Requirement →
Continue the court opinion on the insurance interpleader dispute from the point where it stops.

Selected excerpt →
========================
Occidental Life Insurance Co. of California v. Gannon

360 P.2d 350 | Wash. | 1961

57 Wash. 2d 868 (1961)
360 P.2d 350

OCCIDENTAL LIFE INSURANCE COMPANY OF CALIFORNIA, Plaintiff,
v.
WILLIAM J. GANNON, Respondent,
FLORENCE SHELLEY, Appellant.[1]

No. 35598.

The Supreme Court of Washington, Department One.

March 23, 1961.

Warren Hardy, for appellant.

Whitmore, Vinton & Powers, for respondent.

ROSELLINI, J.

This is an interpleader action brought by the plaintiff to determine the conflicting claims of the defendants to the proceeds of two life insurance policies, both of which were group policies obtained by reason of the membership of the deceased, Walter W. Gannon, in an affiliate of the Teamsters Union. The respondent claims the proceeds of the policies as the named beneficiary. The appellant was previously the named beneficiary and claimed in the trial *869 court that the change of beneficiary had been brought about through undue influence and also claimed that the deceased had become indebted to her and had agreed not to change the beneficiary until the debt was paid. She alleged that the debt had not been paid at the time of Walter W. Gannon's death. At a pretrial hearing, it was stipulated that there had been no assignment of the policies to the appellant.
========================
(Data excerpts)
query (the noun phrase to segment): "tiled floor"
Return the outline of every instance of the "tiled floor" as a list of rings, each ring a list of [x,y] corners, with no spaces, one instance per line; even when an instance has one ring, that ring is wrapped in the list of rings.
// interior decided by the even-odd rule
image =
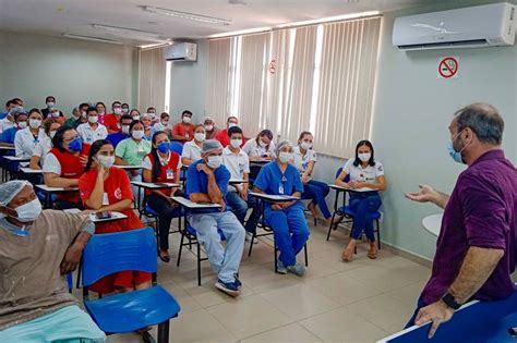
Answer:
[[[176,267],[179,235],[172,234],[172,260],[160,261],[158,273],[158,282],[182,308],[171,320],[170,342],[374,342],[399,331],[430,269],[386,250],[370,260],[365,244],[352,262],[344,264],[344,232],[333,232],[329,242],[322,224],[311,233],[305,277],[275,274],[273,248],[261,242],[251,257],[242,258],[243,290],[237,299],[214,287],[208,262],[203,262],[203,284],[197,286],[191,253]],[[141,340],[123,334],[108,342]]]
========================
Exercise answer →
The trial court found that there was no undue influence and no satisfactory evidence of a contract not to change the beneficiary. Consequently, the court held that the respondent, as the named beneficiary, was entitled to the proceeds.

On appeal, it is conceded that the allegation of undue influence was not proved. The appellant rests her case upon her contention that the evidence was sufficient to establish a contract, under the terms of which Walter W. Gannon had agreed not to change the beneficiary until his debts to her were paid.

[1] There was no oral testimony concerning the making of such a contract, and the only evidence bearing upon the subject was a letter, dated Thursday, September 5th. The year was not designated. The letter reads:

"Dear Florence,

"This is the last time I ever intend to write or bother you at all except when I startb leaving money for you in a enevelope when I go back to work, which is a week from Tuesday, I went to Bill to see about getting some money for my Insurance and also my Rent and I also 1500 Dollars on one cab payment and was told that the only way he would help me was to turn cab and insurance over to him, but he would let me operate it, nice of him, but I would starve before I would do that, If you could see your way to help me until I go to work in a week and half, it would take about 100,00 Dollars, I would gladly sign the cab over to you as security, until you are paid in full also you are still my beneficiary on my insurance policys until you are paid in full, that ... Story as it stands today, Please show me the courtesy of an answer.

(signed) Wallie Gannon"

*870 Assuming that, as the appellant contends, this letter was admissible for all purposes, it does not establish the existence of a contract. At most, it is an offer to assign the title to the writer's taxicab to the appellant and to retain her as the beneficiary of his insurance policies until she was paid in full if she would loan him one hundred dollars.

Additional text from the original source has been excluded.